■ **DOCUMENT SEGMENT**

++++++

Now he strides across the chapel’s worn, eggplant-colored carpet, unlocks the front door to reveal two tipsy couples, and begins a conversation he has nearly every night:

Jerry Warrell manning the front desk. (Photograph by Annie Agnone)
Jerry Warrell manning the front desk (Photograph by Annie Agnone)

“We want to get married!” declares one of the would-be grooms, a young Marine in dress blues.

“We’re closed, guys,” Jerry says.

Here come the panicked protests: “But the sign says ’24 hours!’ Isn’t there anywhere in Vegas we can get married tonight?”

Jerry explains that it would cost a lot to change the sign, though it’s been seven years since the Marriage License Bureau prohibited 24-hour service. He explains that, nowadays, all the chapels in Vegas officially close at midnight, though you can certainly get married later than that if you arrange it in advance.

“Come back tomorrow morning, 8 a.m., with a marriage license, and we’ll get you married,” Jerry says.

“The movies aren’t true!” the young Marine wails, and they move to the street to hail a cab.

*

A Little White Wedding Chapel opened in 1951, just north of the Strip on South Las Vegas Boulevard. Now owned by Charolette Richards, the chapel has garnered fame for its drive-thru-wedding window and for performing quickie celebrity weddings for, among others, Judy Garland, Michael Jordan, and Britney Spears.

I’ll admit now that I have long thought the worst of Las Vegas wedding chapels, assuming they were just another scheme for taking advantage of drunk tourists high on the fantasy of the city. This view isn’t entirely false. The romanticized image of running away and getting married on a whim in Vegas amid all the neon flash continues to draw people to Sin City. Perhaps that’s why they’re still showing up to knock on the chapel’s locked doors in the dead of night.

++++++

■ **PROBLEM STATEMENT**
Write the next part of the piece about the Las Vegas wedding chapel, picking up right after its final sentence.

[Recorded data]

++++++

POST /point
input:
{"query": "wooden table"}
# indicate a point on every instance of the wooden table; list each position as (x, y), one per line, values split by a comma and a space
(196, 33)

++++++

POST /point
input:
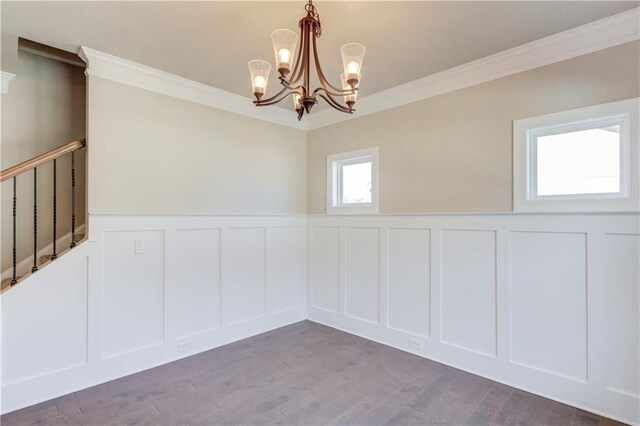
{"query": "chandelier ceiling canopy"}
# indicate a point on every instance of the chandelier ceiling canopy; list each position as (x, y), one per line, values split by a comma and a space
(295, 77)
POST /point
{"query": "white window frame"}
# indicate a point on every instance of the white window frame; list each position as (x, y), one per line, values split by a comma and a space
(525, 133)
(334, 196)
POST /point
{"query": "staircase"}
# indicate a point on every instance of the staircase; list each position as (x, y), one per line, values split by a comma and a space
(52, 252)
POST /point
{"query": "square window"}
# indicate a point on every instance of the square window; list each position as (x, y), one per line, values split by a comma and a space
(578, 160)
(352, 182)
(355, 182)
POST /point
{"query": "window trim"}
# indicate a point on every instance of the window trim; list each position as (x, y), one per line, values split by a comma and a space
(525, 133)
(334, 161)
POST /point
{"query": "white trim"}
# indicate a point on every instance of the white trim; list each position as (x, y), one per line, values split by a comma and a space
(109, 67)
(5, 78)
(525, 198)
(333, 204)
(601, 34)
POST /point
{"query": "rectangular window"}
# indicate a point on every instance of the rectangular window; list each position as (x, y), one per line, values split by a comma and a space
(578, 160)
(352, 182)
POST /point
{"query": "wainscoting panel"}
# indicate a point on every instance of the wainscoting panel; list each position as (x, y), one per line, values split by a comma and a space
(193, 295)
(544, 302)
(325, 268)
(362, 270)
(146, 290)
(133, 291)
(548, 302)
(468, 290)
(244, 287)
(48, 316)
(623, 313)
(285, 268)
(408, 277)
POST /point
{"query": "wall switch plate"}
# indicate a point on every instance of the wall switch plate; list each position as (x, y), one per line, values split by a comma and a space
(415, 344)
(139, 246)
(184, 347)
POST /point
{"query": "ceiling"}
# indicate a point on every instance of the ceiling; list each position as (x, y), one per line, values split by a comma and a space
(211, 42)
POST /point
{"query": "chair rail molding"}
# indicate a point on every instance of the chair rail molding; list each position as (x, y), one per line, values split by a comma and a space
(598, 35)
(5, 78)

++++++

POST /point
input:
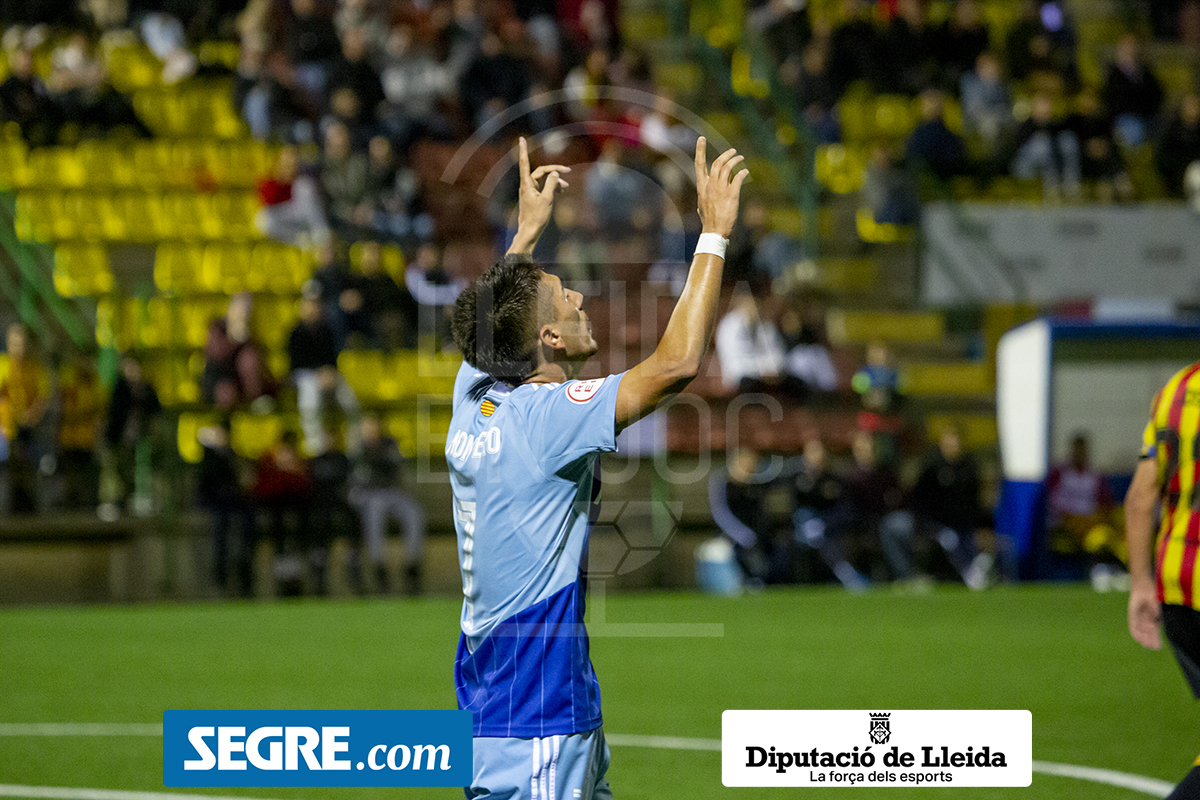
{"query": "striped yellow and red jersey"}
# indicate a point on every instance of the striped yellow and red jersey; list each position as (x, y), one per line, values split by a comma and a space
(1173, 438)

++++++

■ **RESPONSE BELOW**
But I was surprised to learn that the chapels are not in the business of marrying people when they’ve been drinking. That, I’m told, is pure Hollywood. “This is a legal contract they’re entering into,” Jerry says, fixing me with a green-eyed stare through black-rimmed reading glasses. “This is the rest of their life.”

I went to visit the chapel because, while the wedding industry is a huge part of Vegas culture, it is, I found out very quickly, often misrepresented and misunderstood.

*

When I arrive, a car waits at the drive-thru while the minister finishes up a wedding inside. Soon I see him lean out the window, resting his torso on his forearms, to pronounce Josue and Margarita husband and wife. Outside, below the chapel name in neon, a larger-than-life figure that looks vaguely like Elvis holds a guitar. His legs swing from side to side, a human pendulum, at least from the waist down.

Little White's famous drive-thru-wedding window. (Photograph by Annie Agnone)
Little White’s famous drive-thru-wedding window (Photograph by Annie Agnone)

All night, couples stream in holding bright white envelopes issued by the Marriage License Bureau less than a mile down the road. The employees at Little White’s, as they call it, don’t like to talk numbers. Weddings aren’t numbers, I’m told; they’re people.

They never do give me numbers (though you can find estimates online pretty easily), instead conceding that more people have been married at A Little White Wedding Chapel than at any other venue in the world. They are also quick to point out July 7, 2007 — 7/7/7, in a city that really believes in luck — as the busiest time in recent memory. The date happened to fall on a Saturday, already the chapel’s busiest day, so it was all hands on deck, with at least eight ministers on duty.

During the three nights I spent at the chapel, I can safely say that I saw, without exaggeration, more weddings than I have witnessed in my entire life. I served as the official witness for two weddings and photographed a ceremony officiated by “Elvis” alongside a cab driver who had met the couple the night before (when they tried to renew their vows at the chapel at 3 a.m.) and volunteered, on his day off, to come out and record the event.

I saw weddings between locals and between people from far, far away; weddings with guests — scores or just a few close friends — and those without. I saw brides in short black dresses and spiked heels and others in full-fledged traditional get ups. One bride walked down the aisle in a white shirt and veil clutching a bouquet of red roses, a garter slipped around a denim-clad thigh.

*

In the Little White’s lobby hangs a painting of the chapel when it was first built, gleaming in the sun, a tiny house with a steeple surrounded by grass. In the past 62 years the chapel has grown into more of a wedding village, as one employee put it, including a gown-and-tuxedo store, a hairdresser, a floral shop, and several satellite chapels in an adjacent complex.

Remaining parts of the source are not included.